* **PROBLEM TO WORK ON**:
Exact copies of all records below are needed.

Collection entries
--- --- ---
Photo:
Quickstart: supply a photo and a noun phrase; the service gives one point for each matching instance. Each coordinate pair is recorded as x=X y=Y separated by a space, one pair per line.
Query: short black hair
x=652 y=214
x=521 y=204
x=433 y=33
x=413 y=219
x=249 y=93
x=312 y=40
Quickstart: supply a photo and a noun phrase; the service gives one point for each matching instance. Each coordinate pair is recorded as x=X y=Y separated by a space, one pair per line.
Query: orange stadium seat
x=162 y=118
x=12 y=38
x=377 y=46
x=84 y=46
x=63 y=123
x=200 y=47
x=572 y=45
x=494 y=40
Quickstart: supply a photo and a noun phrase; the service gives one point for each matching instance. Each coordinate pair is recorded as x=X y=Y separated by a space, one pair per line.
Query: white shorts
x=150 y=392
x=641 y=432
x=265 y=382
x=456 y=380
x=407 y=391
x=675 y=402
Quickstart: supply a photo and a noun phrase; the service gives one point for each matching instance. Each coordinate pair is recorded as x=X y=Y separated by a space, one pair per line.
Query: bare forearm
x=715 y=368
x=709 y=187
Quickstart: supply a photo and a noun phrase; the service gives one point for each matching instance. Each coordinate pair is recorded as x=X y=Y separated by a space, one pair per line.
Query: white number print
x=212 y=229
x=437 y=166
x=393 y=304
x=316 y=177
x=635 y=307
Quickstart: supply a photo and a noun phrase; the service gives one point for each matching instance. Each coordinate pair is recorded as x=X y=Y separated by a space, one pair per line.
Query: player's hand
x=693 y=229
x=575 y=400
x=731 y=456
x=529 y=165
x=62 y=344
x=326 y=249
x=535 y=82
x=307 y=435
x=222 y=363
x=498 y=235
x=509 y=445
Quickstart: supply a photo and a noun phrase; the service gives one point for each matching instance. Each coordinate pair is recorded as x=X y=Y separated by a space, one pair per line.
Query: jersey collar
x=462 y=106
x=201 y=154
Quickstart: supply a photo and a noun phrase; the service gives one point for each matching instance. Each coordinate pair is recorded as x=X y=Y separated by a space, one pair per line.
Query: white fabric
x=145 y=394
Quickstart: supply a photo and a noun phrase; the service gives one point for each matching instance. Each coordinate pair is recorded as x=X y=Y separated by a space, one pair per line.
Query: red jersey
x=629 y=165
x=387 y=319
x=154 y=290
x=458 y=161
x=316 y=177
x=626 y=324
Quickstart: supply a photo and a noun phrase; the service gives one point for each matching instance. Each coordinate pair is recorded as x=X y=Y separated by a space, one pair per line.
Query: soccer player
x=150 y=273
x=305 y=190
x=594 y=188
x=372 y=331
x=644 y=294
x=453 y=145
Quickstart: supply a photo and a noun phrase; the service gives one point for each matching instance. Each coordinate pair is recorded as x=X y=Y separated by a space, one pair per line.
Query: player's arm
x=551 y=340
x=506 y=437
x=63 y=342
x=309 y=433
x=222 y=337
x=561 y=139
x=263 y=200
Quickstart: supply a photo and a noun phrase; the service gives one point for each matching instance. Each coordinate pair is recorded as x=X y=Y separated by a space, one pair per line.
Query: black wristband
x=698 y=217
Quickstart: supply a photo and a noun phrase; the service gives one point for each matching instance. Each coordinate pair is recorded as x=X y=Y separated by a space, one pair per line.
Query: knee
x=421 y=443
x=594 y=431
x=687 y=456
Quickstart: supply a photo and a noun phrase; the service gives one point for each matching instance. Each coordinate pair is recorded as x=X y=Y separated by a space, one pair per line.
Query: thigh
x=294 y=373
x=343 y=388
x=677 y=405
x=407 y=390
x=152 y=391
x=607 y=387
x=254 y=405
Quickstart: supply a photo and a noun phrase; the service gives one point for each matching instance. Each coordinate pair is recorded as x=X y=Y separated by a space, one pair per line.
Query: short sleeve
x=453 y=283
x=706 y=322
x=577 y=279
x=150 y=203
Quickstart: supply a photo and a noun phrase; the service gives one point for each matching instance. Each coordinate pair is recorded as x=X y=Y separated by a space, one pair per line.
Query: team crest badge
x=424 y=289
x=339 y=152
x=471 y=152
--- --- ---
* **THE COMPLETED TASK**:
Photo:
Quickstart: supply a photo and a noun phrase; the service gives one point for each matching instance. Each coordinate pair is recorded as x=X y=Y separated by a space, one pair per line.
Query: short black hair
x=652 y=214
x=521 y=204
x=433 y=33
x=413 y=219
x=249 y=93
x=312 y=40
Quickstart: supply a photo and a noun phrase; the service gives one point for each matching instance. Each coordinate pair is recorded as x=X y=Y separated by a space, one pair per line.
Query: orange stadium seat
x=162 y=118
x=12 y=38
x=377 y=46
x=84 y=46
x=63 y=123
x=200 y=47
x=572 y=45
x=494 y=40
Quickstart: supply a photo and a noun phrase; the service gives one point for each matching instance. Each coordinate pair is recorded as x=X y=Y separated by a space, one pair per line.
Query: white shorts
x=150 y=392
x=641 y=432
x=265 y=382
x=456 y=380
x=407 y=391
x=675 y=402
Quickstart: supply a photo and a noun phrase; the service gives one point for each matching instance. Each coordinate pair is recorded as x=X y=Y separated by a space, one pair per line.
Query: bare forearm
x=715 y=368
x=709 y=187
Quickstart: supply a photo and a noun phrase; the service gives one point for each matching instance. Each coordinate pair is recorded as x=X y=Y separated by a space, one pair per line.
Query: white number print
x=212 y=229
x=437 y=166
x=393 y=304
x=316 y=177
x=635 y=307
Quickstart: supply a photo and a noun phrase; the service gives one point for each matching instance. Each coordinate pair is recorded as x=X y=Y separated by a space, one pair per line.
Query: player's hand
x=693 y=229
x=575 y=400
x=731 y=456
x=529 y=165
x=62 y=344
x=326 y=249
x=535 y=82
x=307 y=435
x=222 y=363
x=498 y=235
x=509 y=445
Quickstart: supply a photo and a noun phrase; the service gives one point for each matching instance. Each coordinate pair is recorded as x=X y=Y separated by a space, one pair per line.
Query: jersey collar
x=462 y=106
x=201 y=154
Quickstart: supply a photo and a noun phrase; the service gives one point for each matching instance. Each coordinate pair is recorded as x=X y=Y separated by a space, one pair per line.
Query: white fabric
x=145 y=394
Quickstart: supply a photo and a noun phrase; the service gives one point for each matching instance. Each coordinate pair is recorded as x=X y=Y separated by a space, one pair per line.
Query: red jersey
x=629 y=165
x=387 y=319
x=154 y=290
x=458 y=161
x=316 y=177
x=626 y=324
Quickstart: supply a photo and a noun phrase; the service gives one point for each matching instance. Each coordinate pair is recorded as x=X y=Y separated by a space, one pair per line.
Query: soccer player
x=150 y=273
x=305 y=190
x=594 y=188
x=372 y=331
x=644 y=294
x=453 y=145
Quickstart: supply a photo and a noun phrase; the service gives one point for each matching instance. Each coordinate pair is recorded as x=X y=Y separated by a space, one pair per line.
Query: player's arm
x=551 y=340
x=506 y=437
x=63 y=342
x=309 y=433
x=222 y=337
x=561 y=139
x=263 y=200
Quickstart: supply a photo and a noun phrase; the service gives one point for each matching instance. Each coordinate pair is recorded as x=X y=Y separated by a space, one pair per line.
Query: black wristband
x=698 y=217
Quickstart: supply a photo and a noun phrase; the service gives one point for each matching instance. Each coordinate pair is recorded as x=X y=Y separated by a space, one pair per line.
Query: knee
x=421 y=443
x=594 y=431
x=687 y=456
Quickstart: supply a photo and a noun phrase; the service gives one point for each matching instance. Each coordinate pair is recorded as x=X y=Y separated by a space, one pair per line.
Query: thigh
x=294 y=373
x=343 y=388
x=677 y=405
x=407 y=390
x=152 y=391
x=607 y=387
x=254 y=405
Quickstart: supply a photo and a noun phrase; the service gives one point for each matching instance. Each coordinate pair is recorded as x=X y=Y separated by a space, one pair per line.
Query: short sleeve
x=453 y=283
x=706 y=322
x=577 y=279
x=150 y=203
Quickstart: supply a photo and a noun phrase; the service gives one point for each matching instance. Each coordinate pair is recorded as x=X y=Y separated by a space, one pair per line.
Query: team crest badge
x=424 y=289
x=339 y=152
x=471 y=152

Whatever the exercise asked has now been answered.